### Problem to work on
Among the entries below, find every line that has "woman" and pull it out.

(Saved entries)
•••••

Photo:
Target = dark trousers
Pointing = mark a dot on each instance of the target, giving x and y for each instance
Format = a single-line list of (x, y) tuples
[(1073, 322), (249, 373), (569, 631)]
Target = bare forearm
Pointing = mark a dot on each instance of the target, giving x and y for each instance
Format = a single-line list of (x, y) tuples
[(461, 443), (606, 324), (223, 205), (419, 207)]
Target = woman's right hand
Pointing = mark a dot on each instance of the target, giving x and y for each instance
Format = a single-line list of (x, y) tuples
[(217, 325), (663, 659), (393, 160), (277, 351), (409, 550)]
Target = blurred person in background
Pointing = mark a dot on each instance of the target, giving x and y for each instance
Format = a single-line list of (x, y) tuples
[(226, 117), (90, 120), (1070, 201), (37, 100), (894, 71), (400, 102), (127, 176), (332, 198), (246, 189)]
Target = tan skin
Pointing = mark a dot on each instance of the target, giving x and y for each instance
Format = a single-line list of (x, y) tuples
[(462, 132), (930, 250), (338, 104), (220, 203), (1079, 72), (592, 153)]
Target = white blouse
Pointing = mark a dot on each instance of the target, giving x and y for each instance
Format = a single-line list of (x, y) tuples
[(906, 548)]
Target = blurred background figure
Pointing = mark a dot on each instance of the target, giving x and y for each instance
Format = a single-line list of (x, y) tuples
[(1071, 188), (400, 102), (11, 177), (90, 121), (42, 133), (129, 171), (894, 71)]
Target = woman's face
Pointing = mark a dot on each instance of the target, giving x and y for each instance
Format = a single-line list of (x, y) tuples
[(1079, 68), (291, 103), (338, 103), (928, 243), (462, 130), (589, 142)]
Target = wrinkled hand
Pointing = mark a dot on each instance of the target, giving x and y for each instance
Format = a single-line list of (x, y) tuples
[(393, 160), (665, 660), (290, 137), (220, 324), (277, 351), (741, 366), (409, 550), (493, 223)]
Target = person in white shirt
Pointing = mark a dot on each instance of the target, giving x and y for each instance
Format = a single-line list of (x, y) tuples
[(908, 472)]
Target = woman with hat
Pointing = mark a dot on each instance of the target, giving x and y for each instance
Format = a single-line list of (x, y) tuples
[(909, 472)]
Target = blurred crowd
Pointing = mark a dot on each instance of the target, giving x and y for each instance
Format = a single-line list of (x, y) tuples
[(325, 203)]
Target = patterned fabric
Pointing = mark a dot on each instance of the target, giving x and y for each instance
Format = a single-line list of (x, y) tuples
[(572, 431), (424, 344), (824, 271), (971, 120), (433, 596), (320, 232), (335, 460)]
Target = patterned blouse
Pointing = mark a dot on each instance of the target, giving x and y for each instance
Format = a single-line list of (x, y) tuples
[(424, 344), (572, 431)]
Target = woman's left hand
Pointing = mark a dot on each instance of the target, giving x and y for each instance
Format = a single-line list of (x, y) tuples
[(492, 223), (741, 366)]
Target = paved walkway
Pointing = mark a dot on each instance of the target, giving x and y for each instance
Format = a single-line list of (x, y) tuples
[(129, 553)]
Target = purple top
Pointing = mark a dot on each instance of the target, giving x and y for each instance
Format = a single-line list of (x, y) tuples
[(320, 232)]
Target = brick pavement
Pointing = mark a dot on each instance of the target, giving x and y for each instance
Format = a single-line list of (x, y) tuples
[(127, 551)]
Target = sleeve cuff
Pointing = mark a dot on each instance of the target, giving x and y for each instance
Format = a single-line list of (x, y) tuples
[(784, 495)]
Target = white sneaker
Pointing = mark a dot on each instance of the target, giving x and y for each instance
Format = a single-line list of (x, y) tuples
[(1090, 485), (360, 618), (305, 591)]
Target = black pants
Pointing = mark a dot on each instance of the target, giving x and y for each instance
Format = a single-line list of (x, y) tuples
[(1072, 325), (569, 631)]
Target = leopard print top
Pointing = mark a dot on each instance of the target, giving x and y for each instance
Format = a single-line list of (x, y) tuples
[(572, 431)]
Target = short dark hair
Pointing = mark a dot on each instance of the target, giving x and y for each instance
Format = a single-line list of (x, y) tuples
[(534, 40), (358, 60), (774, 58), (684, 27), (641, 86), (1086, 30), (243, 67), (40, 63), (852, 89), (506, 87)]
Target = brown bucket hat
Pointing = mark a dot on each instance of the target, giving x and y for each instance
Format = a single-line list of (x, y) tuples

•••••

### Answer section
Target = woman's right hand
Target = woman's face
Target = woman with hat
Target = woman's left hand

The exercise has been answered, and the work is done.